**Exercise requirements:**
**A.** Return, word for word, the part of the excerpt on risks facing businesses that opens with the words containing "Ninth, wherever there" and closes with "MNC is involved.".
**B.** Take the excerpt on risks facing businesses further by writing what follows its last sentence.

**Excerpt to read:**
────────────────────────────────────────

Seventh, in for the capital market, the government changed the rule of treatment of tax on debt instruments retrospectively a couple of years ago, and all the holders stood to lose. Not to leave aside the equity market, the Budget this time has decided to tax capital gains where Securities Transaction Tax (STT) has not been paid. Eighth, though the concept of the General Anti-Avoidance Rule (GAAR) cannot be contested, or the infamous Vodafone case, but retrospective action is a major cost for any operator in the country. Logically, if there is money being wrongly routed through Mauritius, then such participants need to be penalised. But, by bringing in such laws, potential investors could get nervous.
Ninth, wherever there are natural resources involved, businesses run the risk in the manner in which these are allotted. The coal, 3G, iron-ore controversies are examples where a player ends up in the middle of something it has no control over. Tenth, any industry can run into problems with environment rules being brought in at any time. With a plethora of activist groups waiting to pounce on these companies, projects get into litigation for years, thus upsetting plans. Eleventh, MNCs run the risk of being pilloried for wrongdoings, as was the case with ‘Cadbury worms’ or ‘toxins in Nestle’s Maggi noodles’. The government and enforcement authorities never target the millions of street vendors who sell unhygienic food, but move with alacrity when an MNC is involved.

────────────────────────────────────────

**Recorded information:**
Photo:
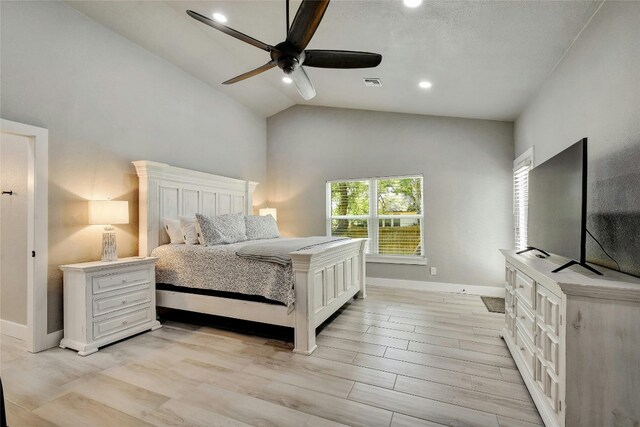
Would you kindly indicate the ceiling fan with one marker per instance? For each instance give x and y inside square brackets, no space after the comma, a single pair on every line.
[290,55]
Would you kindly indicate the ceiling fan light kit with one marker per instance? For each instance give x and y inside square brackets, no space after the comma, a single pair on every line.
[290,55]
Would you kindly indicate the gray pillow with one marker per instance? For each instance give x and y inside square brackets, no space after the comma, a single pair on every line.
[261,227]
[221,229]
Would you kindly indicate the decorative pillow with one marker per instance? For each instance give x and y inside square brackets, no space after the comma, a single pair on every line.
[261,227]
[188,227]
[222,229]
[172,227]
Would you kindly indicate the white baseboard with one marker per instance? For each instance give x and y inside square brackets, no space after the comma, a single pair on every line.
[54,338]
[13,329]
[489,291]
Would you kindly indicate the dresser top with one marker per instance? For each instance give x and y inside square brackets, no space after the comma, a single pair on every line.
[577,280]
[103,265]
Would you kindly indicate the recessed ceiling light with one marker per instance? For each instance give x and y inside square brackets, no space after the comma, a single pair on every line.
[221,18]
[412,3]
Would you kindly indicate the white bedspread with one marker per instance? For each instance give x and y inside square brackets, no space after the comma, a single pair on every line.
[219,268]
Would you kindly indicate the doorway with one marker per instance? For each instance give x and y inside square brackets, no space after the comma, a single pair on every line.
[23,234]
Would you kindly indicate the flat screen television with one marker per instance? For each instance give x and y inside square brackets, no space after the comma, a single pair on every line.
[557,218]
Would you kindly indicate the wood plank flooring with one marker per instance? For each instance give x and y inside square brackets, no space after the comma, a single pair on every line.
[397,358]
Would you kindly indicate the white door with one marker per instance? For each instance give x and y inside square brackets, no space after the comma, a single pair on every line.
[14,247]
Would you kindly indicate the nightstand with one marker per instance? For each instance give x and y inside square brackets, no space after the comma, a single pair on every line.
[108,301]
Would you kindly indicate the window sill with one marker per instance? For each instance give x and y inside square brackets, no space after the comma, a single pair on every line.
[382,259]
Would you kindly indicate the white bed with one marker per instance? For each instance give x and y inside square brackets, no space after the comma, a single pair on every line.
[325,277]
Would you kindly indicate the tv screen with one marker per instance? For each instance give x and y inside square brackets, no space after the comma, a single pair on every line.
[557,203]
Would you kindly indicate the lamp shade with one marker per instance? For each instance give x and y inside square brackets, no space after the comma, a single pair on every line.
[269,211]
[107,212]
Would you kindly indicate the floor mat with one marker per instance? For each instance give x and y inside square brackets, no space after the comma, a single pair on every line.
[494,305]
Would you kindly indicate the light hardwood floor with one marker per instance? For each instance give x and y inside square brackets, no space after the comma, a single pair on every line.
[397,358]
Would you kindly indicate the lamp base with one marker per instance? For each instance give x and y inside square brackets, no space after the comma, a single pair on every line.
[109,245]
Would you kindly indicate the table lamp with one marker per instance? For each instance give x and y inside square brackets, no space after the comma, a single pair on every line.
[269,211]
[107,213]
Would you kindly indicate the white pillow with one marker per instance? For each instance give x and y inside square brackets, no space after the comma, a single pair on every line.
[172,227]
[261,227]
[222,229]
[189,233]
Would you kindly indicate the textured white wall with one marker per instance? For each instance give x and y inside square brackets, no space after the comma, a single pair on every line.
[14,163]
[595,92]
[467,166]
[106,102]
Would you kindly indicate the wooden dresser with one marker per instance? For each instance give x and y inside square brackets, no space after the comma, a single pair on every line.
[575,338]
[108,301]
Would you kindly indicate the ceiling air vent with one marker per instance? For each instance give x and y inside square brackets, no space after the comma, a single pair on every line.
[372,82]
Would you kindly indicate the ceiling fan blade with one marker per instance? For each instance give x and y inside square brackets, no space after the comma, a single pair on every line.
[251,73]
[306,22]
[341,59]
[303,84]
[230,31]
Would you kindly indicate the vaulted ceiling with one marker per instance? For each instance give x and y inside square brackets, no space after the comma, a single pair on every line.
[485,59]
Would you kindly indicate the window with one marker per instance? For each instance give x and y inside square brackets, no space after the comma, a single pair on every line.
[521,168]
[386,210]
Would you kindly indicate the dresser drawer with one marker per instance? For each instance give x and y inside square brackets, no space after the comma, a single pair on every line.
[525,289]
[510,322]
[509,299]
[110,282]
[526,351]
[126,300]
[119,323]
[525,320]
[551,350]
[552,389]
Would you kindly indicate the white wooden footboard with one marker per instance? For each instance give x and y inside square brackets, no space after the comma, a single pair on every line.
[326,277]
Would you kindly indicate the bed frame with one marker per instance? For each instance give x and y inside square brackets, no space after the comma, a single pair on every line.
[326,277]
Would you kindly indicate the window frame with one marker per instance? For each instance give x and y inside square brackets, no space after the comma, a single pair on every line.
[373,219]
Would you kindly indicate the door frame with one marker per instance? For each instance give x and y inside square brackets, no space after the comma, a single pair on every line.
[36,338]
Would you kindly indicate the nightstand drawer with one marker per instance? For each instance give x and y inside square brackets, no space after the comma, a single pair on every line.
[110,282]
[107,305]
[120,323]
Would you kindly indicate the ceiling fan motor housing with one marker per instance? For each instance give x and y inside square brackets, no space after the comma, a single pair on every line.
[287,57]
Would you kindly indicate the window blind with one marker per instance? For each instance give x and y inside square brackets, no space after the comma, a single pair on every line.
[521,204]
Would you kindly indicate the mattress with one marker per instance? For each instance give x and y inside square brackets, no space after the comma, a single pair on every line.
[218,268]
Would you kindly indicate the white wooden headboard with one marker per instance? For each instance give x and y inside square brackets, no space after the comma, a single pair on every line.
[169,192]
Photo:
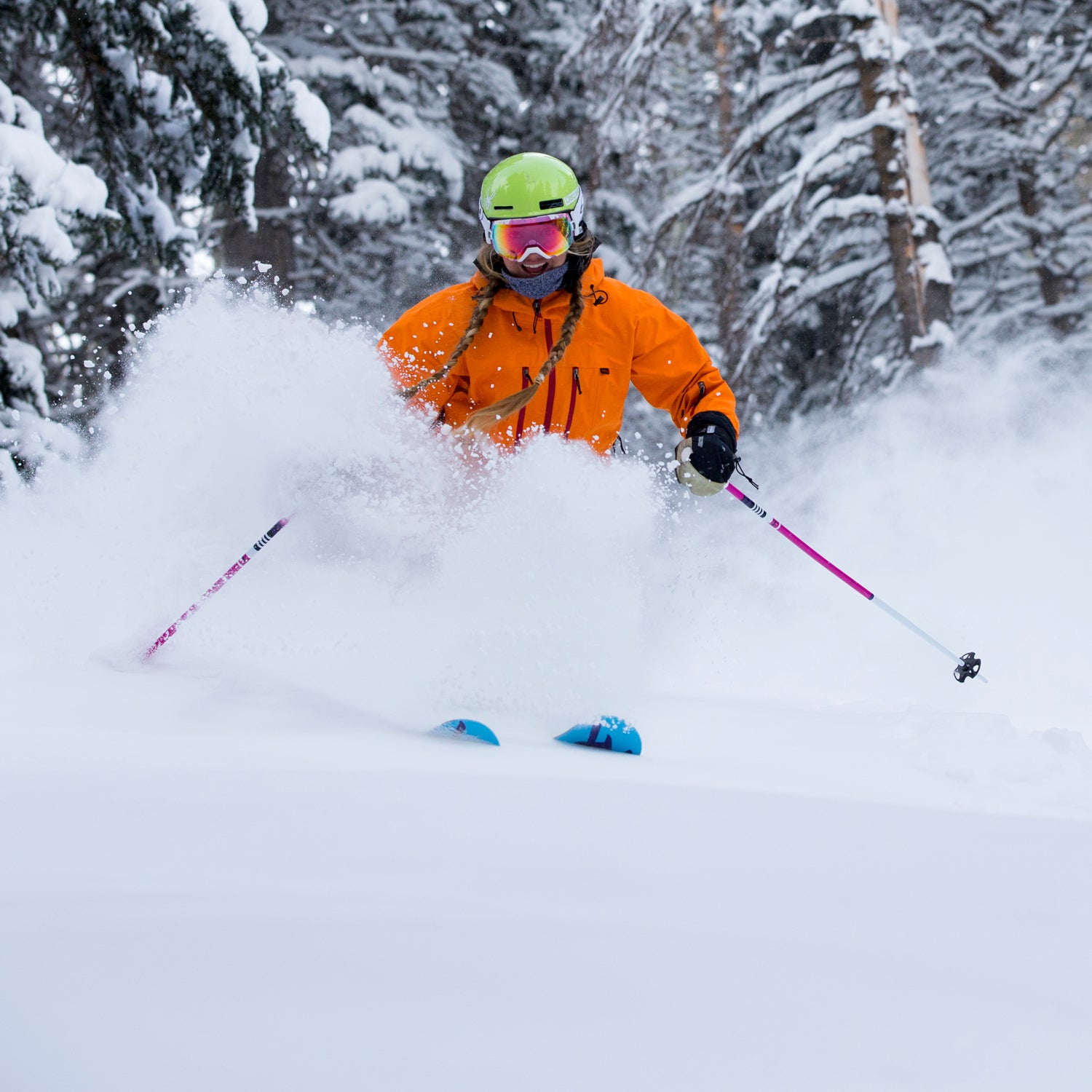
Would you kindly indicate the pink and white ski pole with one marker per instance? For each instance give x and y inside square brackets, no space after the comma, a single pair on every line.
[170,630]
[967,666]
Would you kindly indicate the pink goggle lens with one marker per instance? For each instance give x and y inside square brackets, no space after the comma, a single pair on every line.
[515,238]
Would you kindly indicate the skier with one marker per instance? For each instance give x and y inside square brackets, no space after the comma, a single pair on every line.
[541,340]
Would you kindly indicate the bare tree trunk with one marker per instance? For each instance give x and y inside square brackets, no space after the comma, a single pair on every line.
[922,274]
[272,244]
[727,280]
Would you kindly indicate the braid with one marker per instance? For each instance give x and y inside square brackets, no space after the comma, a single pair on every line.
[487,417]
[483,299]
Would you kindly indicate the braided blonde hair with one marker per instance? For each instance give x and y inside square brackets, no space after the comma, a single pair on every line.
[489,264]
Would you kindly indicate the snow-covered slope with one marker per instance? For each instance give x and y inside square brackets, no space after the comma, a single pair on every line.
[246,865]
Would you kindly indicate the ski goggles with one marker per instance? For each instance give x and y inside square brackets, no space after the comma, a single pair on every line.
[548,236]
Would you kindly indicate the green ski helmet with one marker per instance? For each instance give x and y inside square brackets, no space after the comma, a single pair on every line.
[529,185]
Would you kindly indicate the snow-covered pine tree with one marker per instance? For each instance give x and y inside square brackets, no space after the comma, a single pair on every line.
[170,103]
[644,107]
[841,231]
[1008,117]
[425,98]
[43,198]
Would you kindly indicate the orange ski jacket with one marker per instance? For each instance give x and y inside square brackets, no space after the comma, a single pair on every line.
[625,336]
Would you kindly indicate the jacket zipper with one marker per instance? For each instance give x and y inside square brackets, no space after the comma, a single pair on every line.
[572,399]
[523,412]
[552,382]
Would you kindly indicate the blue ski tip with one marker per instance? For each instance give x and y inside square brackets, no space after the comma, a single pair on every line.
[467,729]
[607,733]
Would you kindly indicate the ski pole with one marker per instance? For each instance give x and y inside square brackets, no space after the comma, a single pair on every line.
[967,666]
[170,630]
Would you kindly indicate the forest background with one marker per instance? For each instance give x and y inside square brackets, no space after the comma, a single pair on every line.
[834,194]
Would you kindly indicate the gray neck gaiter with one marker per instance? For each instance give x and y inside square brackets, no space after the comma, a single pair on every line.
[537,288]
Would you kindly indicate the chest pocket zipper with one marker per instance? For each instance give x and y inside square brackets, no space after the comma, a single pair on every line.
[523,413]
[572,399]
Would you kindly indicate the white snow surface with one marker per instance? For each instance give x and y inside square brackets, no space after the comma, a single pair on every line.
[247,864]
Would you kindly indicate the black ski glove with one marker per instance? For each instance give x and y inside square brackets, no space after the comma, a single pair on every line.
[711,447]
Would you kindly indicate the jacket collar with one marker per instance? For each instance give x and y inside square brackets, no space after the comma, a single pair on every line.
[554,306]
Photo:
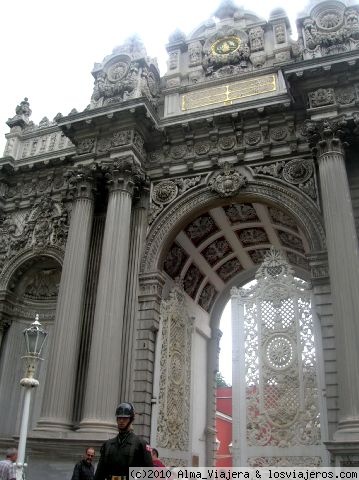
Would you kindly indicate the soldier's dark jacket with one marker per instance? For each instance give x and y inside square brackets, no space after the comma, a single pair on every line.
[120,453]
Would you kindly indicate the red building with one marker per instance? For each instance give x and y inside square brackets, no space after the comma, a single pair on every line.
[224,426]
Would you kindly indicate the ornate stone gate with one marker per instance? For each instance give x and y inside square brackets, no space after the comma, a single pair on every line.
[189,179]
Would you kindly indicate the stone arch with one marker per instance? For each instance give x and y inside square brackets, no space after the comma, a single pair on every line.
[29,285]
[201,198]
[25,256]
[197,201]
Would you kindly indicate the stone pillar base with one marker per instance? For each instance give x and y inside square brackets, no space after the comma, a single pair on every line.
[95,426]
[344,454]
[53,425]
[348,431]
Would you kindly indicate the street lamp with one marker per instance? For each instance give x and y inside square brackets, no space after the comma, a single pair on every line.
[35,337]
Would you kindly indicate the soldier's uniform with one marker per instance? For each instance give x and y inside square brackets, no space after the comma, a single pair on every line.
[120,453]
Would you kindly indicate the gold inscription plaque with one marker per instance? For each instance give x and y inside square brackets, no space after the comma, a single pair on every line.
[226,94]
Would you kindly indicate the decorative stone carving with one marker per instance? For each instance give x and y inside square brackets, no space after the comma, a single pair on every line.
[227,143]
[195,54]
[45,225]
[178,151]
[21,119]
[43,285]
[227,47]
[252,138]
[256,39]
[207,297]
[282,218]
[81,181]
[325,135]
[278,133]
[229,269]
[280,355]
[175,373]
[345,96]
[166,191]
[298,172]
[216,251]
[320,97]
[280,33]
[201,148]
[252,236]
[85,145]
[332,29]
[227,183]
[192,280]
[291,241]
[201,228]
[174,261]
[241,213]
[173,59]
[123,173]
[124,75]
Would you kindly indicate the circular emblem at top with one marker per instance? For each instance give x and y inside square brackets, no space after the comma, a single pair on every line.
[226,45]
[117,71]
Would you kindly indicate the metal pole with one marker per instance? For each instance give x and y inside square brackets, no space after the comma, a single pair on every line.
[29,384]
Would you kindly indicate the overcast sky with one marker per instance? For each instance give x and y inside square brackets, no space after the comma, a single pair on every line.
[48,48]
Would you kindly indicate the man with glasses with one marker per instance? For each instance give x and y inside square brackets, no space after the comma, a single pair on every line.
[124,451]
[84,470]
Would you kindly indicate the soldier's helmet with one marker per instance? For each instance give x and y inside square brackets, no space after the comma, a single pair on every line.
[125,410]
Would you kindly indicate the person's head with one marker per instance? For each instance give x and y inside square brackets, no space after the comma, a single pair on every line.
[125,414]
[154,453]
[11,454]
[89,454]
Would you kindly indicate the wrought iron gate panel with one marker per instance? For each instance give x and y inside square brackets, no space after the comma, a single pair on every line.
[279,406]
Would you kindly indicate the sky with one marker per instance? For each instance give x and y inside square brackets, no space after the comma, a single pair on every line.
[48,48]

────────────────────────────────────────

**Written responses:**
**A.**
Ninth, wherever there are natural resources involved, businesses run the risk in the manner in which these are allotted. The coal, 3G, iron-ore controversies are examples where a player ends up in the middle of something it has no control over. Tenth, any industry can run into problems with environment rules being brought in at any time. With a plethora of activist groups waiting to pounce on these companies, projects get into litigation for years, thus upsetting plans. Eleventh, MNCs run the risk of being pilloried for wrongdoings, as was the case with ‘Cadbury worms’ or ‘toxins in Nestle’s Maggi noodles’. The government and enforcement authorities never target the millions of street vendors who sell unhygienic food, but move with alacrity when an MNC is involved.

**B.**
These examples show that almost any business is open to immense regulatory risk that cannot be hedged beforehand. The reason is often that there are archaic laws which are being implemented or new ones are being imposed under the garb of ‘protecting society’. While we do harp a lot on the ‘doing Business’ and ‘Make in India’, there is little assurance provided to the businessman once operations start. Regulatory capture is quite easy in these conditions by any interest group, which can range from business rivals to the political elite. More importantly, legislative action is justified by virtue of being the majority view, as the party/coalition with more than 272 seats has the legitimacy to voice the choice of 1.3 billion people in a democratic set-up.
Industries like sugar (diabetes), tobacco (cancer), liquor (sin), edible oils (potential coronary problems), gifting (anti-Valentine’s day campaigns), luxury housing (when there are 500 million poor, why should anyone have big houses), garments (customs and tradition), etc, all run the risk of sudden activism, pushing one out of business. Maybe, it is here that the government needs to provide assurance or guarantees to business, as addressing issues on starting a business will not help if players have to operate under a cloud of uncertainty. Otherwise, doing business will be a risky venture in India, and akin to rolling the dice.